--- PASSAGE SHOWN ---
It’s all about the dress. And it’s more than just something to wear... “it’s the embodiment of a dream.” At least that’s the conclusion of designer, and font of all bridal knowledge, Vera Wang.

Wang believes the wedding dress is a divine obsession: “In the fantasy of idealised happiness, the groom represents perfection.” But, she warns, “the instant a woman becomes engaged... all that energy and passion gets transferred to the dress.” Anyone who has spent time in the company of a bride-to-be, deep in the planning stages of her big day, will agree. The bride must be the envy of everyone, she must look, and feel, like a princess... and the wedding gown is the key.

Emotions run high over this once-in-a-lifetime frock – fights have broken out in bridal shops and wedding fairs. But when did we become so passionate about the dress? Was it when Queen Elizabeth's wedding was televised in 1947? When Grace Kelly married Prince Rainier III of Monaco in 1956? Or when Princess Diana carted that 20-foot train down the aisle? Perhaps it was much earlier? Edwina Ehrman, Curator of Textiles and Fashion at the Victoria & Albert Museum, London, points out that “In the 19th century women could read about the latest bridal fashions and what real women had actually worn in fashion periodicals. There are detailed reports of weddings in newspapers describing the bride's outfit, the service and the costumes of the principal guests; which encouraged many to emulate what they had read about. The introduction of photography too must have made women more aware of their appearance and determined to look their best.”
---
WORK TASK 1:
Edit the passage on wedding dresses: write out everything from "It’s all about" down to "is the key.", putting "frock" wherever "dress" appears.
WORK TASK 2:
Name every person the passage on wedding dresses mentions by name.
WORK TASK 3:
According to the passage on wedding dresses, are these statements correct? Answer yes or no for each, quoting the words that decide it. (a) Vera Wang is described as a designer. (b) Queen Elizabeth's wedding was televised in 1956. (c) Edwina Ehrman works at the Victoria & Albert Museum in London.
The lines that come next are separate material, unrelated to the passage on wedding dresses.
--- DATA LISTING ---
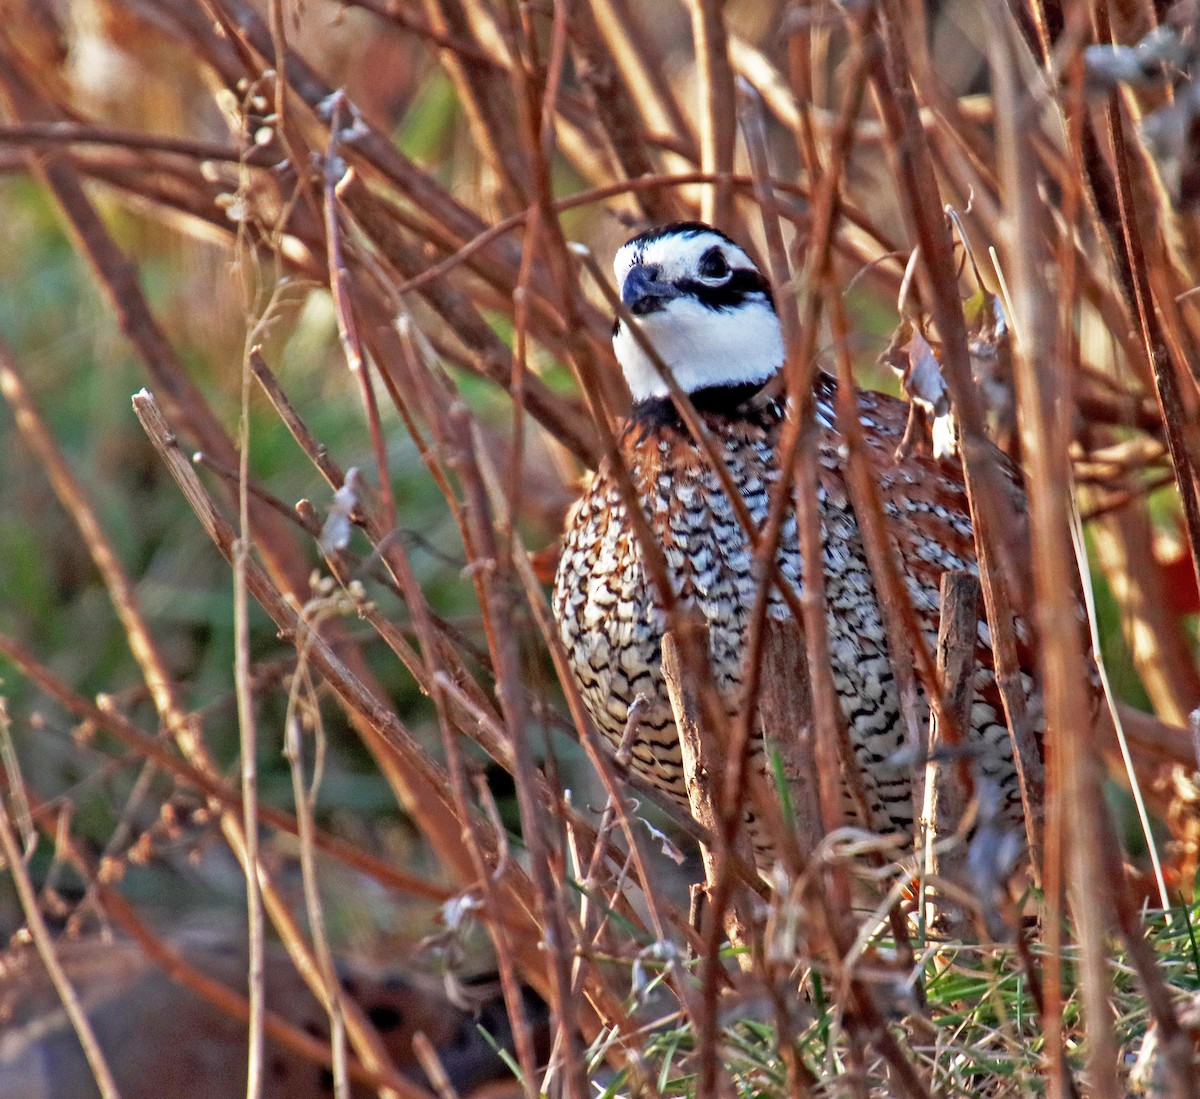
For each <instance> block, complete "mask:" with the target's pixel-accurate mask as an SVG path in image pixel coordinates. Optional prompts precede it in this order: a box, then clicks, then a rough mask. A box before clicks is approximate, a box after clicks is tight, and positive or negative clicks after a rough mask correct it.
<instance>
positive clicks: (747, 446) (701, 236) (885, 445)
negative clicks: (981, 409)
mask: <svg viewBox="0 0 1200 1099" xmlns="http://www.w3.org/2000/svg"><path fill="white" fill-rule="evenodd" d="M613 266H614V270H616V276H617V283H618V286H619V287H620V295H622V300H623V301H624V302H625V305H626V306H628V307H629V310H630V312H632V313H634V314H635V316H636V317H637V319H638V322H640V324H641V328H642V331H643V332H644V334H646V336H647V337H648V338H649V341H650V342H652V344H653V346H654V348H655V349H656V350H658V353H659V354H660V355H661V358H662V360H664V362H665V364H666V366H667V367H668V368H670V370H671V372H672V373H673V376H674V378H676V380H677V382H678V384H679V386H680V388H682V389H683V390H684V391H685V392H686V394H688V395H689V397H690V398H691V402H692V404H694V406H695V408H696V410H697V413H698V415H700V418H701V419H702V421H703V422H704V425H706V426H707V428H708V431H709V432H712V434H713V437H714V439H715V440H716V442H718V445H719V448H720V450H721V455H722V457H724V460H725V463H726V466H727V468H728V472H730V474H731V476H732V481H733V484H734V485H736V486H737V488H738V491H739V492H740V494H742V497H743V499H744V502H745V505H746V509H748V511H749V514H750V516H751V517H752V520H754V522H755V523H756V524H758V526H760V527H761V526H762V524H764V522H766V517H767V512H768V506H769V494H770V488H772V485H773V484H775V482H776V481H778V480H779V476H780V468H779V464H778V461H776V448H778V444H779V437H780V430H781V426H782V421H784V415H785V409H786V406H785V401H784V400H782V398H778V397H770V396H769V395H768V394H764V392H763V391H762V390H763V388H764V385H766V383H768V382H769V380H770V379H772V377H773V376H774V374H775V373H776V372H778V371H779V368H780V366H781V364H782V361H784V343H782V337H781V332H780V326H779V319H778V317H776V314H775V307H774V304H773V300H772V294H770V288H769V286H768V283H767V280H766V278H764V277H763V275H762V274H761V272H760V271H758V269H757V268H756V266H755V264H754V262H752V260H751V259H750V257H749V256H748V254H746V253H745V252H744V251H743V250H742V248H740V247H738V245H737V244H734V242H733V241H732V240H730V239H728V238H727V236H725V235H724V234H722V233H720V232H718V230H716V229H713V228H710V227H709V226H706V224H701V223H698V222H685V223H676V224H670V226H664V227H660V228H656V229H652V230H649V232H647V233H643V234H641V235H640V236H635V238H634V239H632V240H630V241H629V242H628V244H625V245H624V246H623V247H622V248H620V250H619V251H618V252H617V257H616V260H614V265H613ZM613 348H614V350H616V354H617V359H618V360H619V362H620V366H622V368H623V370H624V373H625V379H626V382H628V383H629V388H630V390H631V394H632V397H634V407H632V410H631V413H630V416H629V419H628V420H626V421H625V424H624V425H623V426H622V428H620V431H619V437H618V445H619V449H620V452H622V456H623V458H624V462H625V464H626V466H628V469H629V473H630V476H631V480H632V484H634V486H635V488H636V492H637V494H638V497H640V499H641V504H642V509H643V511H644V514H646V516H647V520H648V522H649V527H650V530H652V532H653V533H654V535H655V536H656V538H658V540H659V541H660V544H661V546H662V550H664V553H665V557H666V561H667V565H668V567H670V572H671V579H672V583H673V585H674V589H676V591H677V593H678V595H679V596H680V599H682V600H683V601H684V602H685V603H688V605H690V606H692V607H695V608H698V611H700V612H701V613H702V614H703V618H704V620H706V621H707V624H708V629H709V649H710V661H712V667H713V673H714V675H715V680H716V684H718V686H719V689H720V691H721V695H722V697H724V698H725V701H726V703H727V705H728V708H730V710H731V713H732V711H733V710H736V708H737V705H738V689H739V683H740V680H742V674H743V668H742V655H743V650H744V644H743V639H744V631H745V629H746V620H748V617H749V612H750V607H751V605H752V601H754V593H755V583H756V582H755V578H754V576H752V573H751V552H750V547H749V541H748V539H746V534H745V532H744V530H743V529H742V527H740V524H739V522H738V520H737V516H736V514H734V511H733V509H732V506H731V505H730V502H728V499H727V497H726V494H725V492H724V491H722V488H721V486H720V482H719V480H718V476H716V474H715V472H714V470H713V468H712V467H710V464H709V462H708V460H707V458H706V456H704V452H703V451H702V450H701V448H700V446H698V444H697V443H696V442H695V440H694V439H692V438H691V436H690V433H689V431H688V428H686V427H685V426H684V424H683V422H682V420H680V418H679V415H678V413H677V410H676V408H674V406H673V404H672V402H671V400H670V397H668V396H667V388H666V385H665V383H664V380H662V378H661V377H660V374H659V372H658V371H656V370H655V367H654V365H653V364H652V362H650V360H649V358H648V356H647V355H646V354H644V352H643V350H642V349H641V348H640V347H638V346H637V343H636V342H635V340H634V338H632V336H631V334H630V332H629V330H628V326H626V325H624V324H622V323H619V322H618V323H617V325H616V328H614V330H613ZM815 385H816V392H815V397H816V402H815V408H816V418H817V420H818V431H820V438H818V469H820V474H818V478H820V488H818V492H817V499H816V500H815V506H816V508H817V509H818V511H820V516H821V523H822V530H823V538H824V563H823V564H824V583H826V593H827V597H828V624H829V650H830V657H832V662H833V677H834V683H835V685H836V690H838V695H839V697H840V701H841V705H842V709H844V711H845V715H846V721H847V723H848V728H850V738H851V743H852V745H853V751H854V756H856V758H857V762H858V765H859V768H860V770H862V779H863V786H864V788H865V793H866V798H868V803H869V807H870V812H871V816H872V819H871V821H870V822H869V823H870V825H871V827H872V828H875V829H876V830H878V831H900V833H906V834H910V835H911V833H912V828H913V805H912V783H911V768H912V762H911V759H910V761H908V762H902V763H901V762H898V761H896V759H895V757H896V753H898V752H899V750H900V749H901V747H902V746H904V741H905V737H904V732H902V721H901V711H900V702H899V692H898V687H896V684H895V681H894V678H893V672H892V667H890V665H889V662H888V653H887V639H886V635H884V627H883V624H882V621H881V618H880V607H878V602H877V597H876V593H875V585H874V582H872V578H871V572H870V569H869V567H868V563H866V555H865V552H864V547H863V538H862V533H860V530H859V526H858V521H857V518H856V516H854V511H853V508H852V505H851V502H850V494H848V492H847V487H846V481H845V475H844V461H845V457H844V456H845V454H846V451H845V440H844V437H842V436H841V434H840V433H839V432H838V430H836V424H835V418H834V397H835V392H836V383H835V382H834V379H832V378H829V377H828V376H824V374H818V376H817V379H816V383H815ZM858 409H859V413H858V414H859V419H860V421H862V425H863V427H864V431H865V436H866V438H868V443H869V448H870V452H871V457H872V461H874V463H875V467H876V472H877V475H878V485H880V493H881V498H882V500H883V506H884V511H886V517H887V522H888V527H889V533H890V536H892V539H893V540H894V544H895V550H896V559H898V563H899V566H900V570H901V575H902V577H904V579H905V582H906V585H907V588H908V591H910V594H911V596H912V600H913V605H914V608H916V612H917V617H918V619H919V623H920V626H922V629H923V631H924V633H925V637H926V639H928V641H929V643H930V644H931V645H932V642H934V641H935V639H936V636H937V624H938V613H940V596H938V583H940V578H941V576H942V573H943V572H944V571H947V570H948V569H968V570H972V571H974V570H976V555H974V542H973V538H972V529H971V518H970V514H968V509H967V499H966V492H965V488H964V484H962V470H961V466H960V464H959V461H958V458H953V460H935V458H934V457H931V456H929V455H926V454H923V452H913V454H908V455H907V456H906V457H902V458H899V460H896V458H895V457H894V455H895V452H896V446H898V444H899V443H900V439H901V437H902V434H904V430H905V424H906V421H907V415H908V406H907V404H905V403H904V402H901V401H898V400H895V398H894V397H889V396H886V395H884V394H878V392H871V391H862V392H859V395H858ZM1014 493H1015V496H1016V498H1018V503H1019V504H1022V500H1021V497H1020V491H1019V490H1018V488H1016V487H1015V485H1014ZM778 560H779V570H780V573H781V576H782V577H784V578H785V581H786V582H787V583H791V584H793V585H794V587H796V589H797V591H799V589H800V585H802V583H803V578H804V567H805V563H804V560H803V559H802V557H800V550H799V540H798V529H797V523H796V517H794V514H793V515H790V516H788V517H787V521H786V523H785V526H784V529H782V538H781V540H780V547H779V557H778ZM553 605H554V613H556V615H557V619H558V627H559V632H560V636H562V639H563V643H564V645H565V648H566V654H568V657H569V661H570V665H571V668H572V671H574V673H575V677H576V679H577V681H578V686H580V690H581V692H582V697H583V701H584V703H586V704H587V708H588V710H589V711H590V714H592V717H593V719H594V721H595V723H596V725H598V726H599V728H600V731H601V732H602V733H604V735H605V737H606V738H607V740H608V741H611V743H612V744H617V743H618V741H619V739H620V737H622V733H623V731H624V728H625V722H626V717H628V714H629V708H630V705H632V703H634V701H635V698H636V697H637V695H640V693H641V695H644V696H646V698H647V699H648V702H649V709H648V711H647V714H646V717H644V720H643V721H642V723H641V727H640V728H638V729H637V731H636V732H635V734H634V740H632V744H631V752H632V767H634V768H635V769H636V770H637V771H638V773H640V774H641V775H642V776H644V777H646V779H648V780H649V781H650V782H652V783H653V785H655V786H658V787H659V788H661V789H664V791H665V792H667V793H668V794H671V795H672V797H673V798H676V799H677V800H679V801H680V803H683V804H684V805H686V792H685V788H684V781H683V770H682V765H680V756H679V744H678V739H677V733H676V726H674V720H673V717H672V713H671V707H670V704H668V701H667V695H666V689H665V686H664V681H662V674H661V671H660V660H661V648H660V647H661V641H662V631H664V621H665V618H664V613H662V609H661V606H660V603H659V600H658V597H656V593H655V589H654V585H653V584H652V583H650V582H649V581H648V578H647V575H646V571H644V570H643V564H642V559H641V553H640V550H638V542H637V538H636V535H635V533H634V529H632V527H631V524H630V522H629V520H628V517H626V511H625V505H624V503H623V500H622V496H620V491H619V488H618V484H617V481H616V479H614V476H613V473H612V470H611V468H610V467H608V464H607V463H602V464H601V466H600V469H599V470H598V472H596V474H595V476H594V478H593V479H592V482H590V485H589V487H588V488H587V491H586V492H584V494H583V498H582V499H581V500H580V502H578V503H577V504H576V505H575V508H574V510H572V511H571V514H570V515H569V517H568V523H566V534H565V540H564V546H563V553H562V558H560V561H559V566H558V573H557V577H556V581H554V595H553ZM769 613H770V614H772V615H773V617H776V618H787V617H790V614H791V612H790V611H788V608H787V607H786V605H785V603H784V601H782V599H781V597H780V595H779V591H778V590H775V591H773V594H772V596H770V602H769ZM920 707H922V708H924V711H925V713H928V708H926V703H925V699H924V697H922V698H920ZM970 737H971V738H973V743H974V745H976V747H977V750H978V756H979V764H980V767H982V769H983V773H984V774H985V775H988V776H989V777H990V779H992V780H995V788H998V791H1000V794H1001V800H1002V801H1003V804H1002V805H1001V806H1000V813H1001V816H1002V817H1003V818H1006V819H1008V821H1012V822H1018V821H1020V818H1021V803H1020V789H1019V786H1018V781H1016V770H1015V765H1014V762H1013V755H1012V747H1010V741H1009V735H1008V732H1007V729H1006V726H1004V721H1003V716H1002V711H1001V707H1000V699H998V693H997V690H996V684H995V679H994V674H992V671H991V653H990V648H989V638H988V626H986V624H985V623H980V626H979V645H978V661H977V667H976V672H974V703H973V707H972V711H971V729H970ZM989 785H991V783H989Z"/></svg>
---
--- DATA LISTING ---
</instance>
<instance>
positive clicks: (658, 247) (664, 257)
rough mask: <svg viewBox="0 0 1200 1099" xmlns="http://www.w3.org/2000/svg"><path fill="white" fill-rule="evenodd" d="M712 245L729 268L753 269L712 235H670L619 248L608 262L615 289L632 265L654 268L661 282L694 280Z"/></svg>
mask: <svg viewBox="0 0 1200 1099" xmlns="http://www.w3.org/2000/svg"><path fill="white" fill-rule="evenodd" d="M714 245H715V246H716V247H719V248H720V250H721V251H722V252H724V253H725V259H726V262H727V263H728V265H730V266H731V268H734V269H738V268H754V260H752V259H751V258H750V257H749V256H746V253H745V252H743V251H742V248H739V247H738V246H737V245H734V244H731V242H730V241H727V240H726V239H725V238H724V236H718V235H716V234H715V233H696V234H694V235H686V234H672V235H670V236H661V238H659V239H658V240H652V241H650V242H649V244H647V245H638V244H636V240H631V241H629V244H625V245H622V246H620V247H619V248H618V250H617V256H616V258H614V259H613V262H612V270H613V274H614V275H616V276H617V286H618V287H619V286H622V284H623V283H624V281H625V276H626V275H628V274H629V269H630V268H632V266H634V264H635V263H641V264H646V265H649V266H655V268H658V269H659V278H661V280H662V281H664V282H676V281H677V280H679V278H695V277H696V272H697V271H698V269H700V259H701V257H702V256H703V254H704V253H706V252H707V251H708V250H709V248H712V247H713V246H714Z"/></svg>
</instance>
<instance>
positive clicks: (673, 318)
---
PROBLEM SOLUTION 1:
It’s all about the frock. And it’s more than just something to wear... “it’s the embodiment of a dream.” At least that’s the conclusion of designer, and font of all bridal knowledge, Vera Wang.

Wang believes the wedding frock is a divine obsession: “In the fantasy of idealised happiness, the groom represents perfection.” But, she warns, “the instant a woman becomes engaged... all that energy and passion gets transferred to the frock.” Anyone who has spent time in the company of a bride-to-be, deep in the planning stages of her big day, will agree. The bride must be the envy of everyone, she must look, and feel, like a princess... and the wedding gown is the key.

PROBLEM SOLUTION 2:
Vera Wang, Queen Elizabeth, Grace Kelly, Prince Rainier III, Princess Diana, Edwina Ehrman

PROBLEM SOLUTION 3:
(a) Yes: "designer, and font of all bridal knowledge, Vera Wang"
(b) No: "Queen Elizabeth's wedding was televised in 1947"
(c) Yes: "Curator of Textiles and Fashion at the Victoria & Albert Museum, London"